• _TEXT_:
In the circumstance that the IRP is abnormally high but the associated contractile pattern does not meet the criteria for achalasia, EGJ outflow obstruction is diagnosed. This diagnosis is clinically heterogeneous with a spectrum of potential diagnoses including evolving achalasia, subtle mechanical obstruction, extra‐luminal obstruction, hiatal hernia, opiate effect, and clinically insignificant recording artifact [15,47–51]. Hence, a cautionary approach to management and complementary testing is advised. This may involve adjunctive and provocative manometric maneuvers as well as non‐manometric tests such as a barium esophagram, cross‐sectional imaging, or functional luminal imaging probe testing. Emphasizing this point, two series published in the past few years found that many patients with EGJ outflow obstruction were minimally symptomatic or asymptomatic, that in 20–40% of cases the “disorder” resolved spontaneously, and that only 12–40% ended up being treated as achalasia [48, 52].
Figure 8.5 The Chicago Classification of esophageal motility diagnoses [4]. An esophageal motility diagnosis can be determined by a hierarchical classification scheme: (i) evaluate for esophagogastric junction (EGJ) outflow obstruction; (ii) evaluate esophageal contractile and pressurization patterns. Both “failed” and “weak” swallows are considered “ineffective” swallows. DCI, distal contractile integral. DL, distal latency. IRP, integrated relaxation pressure.
Source: Based on Kahrilas, Bredenoord, Fox, et al. [4].
Figure 8.6 Achalasia subtypes. All three subtypes are characterized by elevated integrated relaxation pressure. (A) Type I achalasia: absent contractility and no pressurization. (B) Type II achalasia: absent contractility and pan‐esophageal pressurization (*). (C) Type III achalasia: premature swallows; the distal latency (arrow) was 3.8 seconds.
Source: Used with permission from the Esophageal Center at Northwestern University. Data from Pandolfino, Kwiatek, and Nealis [42].

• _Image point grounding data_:
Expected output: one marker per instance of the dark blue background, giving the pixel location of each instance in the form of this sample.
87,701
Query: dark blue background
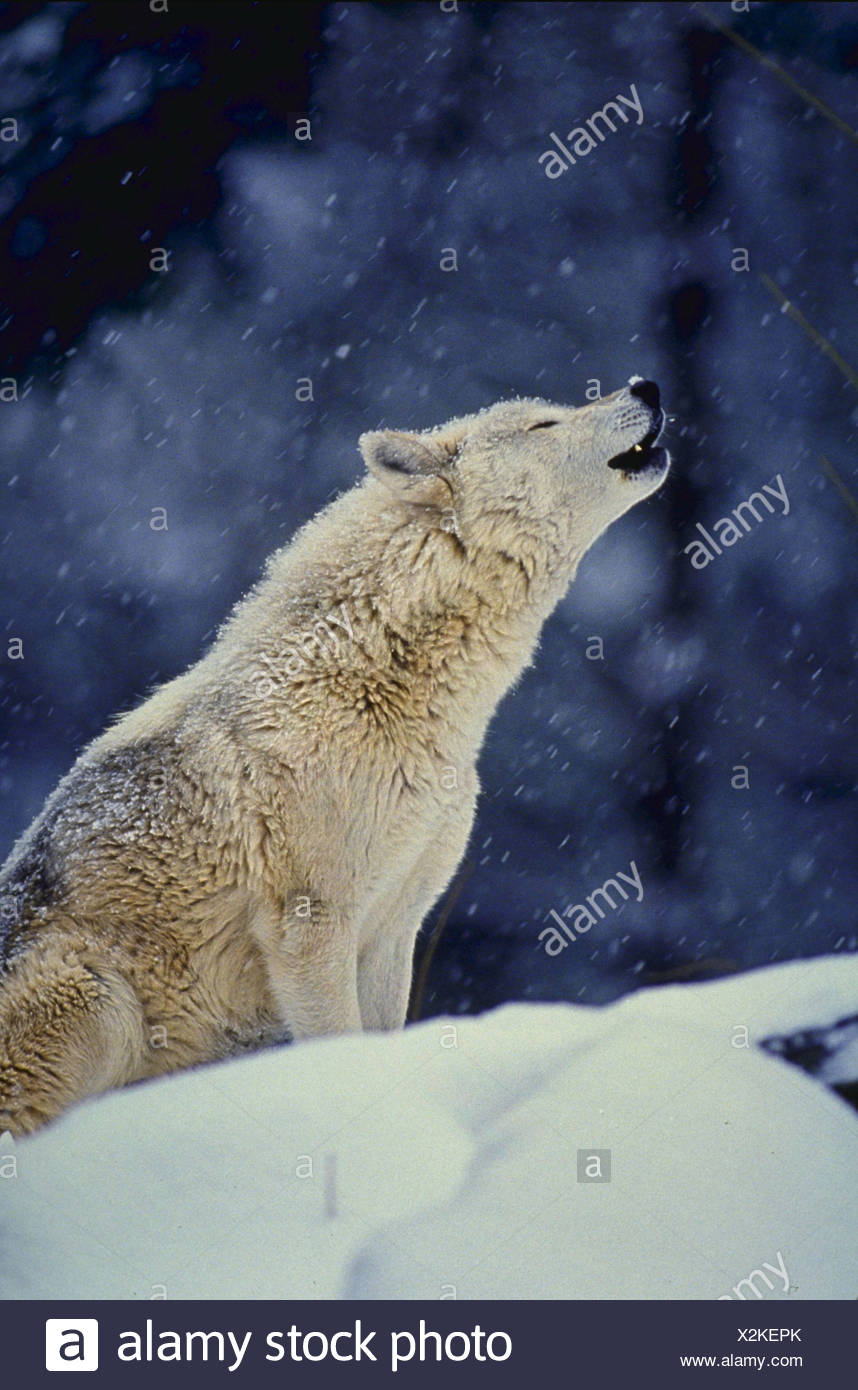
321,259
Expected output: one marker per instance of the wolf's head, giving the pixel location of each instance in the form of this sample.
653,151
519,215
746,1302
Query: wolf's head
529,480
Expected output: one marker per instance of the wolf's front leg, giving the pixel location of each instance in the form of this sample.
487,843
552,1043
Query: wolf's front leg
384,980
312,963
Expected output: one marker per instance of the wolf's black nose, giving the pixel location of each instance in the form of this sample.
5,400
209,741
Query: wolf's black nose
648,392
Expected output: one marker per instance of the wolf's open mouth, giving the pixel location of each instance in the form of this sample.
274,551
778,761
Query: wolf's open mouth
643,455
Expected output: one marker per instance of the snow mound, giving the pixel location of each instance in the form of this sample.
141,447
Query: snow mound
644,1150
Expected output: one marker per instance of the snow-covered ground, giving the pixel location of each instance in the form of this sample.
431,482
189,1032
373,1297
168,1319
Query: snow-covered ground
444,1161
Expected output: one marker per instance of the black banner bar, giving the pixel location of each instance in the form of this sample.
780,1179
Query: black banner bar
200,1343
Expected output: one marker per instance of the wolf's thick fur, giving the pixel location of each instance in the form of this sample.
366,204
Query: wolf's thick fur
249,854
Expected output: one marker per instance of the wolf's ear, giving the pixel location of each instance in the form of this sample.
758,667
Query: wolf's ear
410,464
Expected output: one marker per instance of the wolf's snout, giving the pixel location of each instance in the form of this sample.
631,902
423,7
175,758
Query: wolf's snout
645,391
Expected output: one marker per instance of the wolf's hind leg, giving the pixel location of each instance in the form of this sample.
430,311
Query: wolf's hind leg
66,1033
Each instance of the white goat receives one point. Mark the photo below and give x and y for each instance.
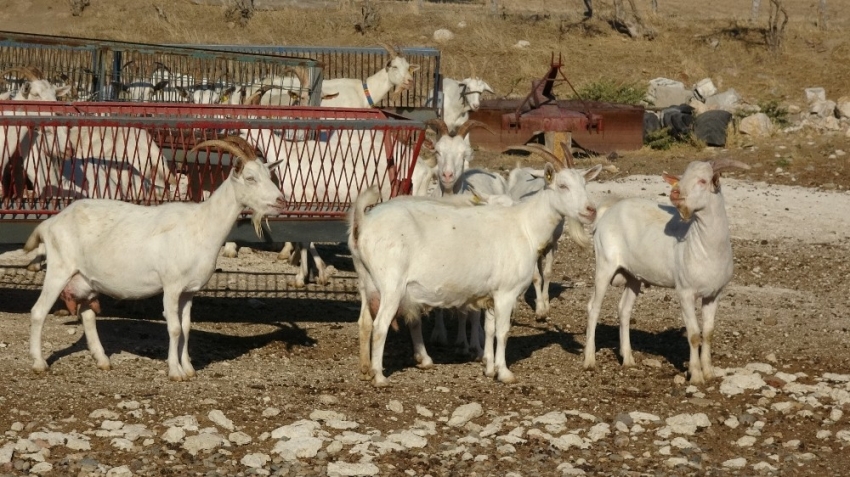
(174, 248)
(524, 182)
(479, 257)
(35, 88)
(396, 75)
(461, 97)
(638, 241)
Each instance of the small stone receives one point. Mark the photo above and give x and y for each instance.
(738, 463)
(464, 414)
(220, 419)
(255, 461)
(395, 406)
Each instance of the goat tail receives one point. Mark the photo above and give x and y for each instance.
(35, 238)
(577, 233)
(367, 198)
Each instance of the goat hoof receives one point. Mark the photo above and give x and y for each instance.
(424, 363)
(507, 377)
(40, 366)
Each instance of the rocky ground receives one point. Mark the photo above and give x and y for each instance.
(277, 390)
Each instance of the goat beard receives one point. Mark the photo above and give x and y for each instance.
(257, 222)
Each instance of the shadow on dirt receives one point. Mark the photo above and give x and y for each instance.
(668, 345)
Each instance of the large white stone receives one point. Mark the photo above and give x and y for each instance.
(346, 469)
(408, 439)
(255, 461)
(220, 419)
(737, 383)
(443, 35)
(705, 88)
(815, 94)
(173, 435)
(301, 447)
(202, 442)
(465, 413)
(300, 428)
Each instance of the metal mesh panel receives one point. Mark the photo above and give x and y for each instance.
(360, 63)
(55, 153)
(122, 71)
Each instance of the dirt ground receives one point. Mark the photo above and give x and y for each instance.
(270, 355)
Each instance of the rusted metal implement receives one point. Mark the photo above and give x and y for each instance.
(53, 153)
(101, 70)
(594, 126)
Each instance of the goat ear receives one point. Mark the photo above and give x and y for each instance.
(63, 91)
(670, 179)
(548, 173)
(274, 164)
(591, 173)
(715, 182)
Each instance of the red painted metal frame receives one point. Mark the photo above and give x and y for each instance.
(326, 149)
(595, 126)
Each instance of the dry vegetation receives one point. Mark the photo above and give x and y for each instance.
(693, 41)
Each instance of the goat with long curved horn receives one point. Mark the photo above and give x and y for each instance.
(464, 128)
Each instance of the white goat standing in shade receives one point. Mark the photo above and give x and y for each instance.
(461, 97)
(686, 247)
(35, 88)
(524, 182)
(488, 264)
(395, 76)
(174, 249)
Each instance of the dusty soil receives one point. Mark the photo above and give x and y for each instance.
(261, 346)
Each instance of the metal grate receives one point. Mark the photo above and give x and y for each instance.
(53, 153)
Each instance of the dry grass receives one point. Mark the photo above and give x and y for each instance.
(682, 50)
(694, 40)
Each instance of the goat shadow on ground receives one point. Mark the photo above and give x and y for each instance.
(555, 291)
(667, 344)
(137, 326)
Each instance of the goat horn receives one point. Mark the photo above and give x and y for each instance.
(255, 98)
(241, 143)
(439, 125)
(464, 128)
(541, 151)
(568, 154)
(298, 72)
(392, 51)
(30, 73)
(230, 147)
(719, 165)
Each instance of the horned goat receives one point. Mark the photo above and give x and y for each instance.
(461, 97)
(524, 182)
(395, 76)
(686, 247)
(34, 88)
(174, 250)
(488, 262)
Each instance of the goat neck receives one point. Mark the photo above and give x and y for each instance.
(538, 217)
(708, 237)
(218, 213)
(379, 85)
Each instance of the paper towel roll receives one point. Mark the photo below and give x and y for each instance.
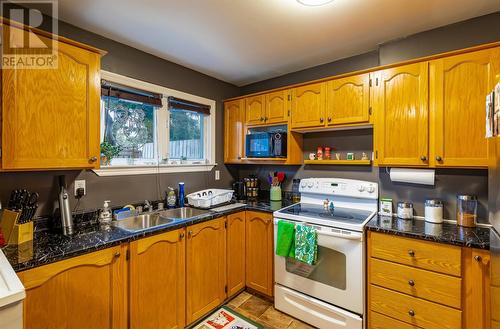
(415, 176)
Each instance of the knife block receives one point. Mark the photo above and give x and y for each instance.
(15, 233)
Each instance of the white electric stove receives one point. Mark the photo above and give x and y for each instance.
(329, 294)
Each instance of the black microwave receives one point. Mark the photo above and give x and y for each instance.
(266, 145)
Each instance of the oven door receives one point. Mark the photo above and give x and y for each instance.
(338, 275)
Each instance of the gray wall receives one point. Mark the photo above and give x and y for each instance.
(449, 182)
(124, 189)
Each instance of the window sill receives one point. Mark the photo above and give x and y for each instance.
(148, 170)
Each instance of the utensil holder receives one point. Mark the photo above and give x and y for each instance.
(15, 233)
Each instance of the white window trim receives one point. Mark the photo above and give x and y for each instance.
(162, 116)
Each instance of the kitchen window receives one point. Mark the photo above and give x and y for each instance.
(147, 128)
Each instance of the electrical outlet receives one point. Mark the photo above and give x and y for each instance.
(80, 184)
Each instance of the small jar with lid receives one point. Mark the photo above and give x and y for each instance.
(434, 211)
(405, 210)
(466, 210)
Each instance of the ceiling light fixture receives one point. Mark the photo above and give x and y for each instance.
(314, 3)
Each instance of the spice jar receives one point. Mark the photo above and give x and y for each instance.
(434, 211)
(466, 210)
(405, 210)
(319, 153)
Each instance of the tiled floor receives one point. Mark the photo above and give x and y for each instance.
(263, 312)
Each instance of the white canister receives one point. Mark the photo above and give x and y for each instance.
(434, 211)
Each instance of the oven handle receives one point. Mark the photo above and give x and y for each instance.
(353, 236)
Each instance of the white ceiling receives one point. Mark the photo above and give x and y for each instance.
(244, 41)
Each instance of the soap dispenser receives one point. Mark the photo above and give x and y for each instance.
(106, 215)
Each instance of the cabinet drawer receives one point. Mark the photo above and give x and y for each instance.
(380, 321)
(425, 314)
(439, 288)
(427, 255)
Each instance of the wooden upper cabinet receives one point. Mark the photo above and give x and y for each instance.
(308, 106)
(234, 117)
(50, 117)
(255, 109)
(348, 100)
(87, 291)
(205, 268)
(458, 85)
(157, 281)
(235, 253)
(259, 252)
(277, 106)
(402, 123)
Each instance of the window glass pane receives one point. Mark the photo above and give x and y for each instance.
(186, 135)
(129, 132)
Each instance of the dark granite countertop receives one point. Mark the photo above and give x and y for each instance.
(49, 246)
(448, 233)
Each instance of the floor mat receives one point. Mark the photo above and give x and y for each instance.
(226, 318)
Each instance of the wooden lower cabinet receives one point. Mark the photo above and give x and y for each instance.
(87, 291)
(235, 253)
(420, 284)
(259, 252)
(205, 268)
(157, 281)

• _ASSIGNMENT_:
Please decide whether each statement below agrees with the esophageal motility text, giving yes or no and quoting the words of the text that settle it.
1. Failed swallows and weak swallows are both counted as ineffective swallows.
2. Type I achalasia shows pan-esophageal pressurization.
3. In the two series described, most patients with EGJ outflow obstruction ended up being treated as achalasia.

• _RESULT OF THE TASK_:
1. Yes: "Both “failed” and “weak” swallows are considered “ineffective” swallows."
2. No: "(A) Type I achalasia: absent contractility and no pressurization."
3. No: "only 12–40% ended up being treated as achalasia"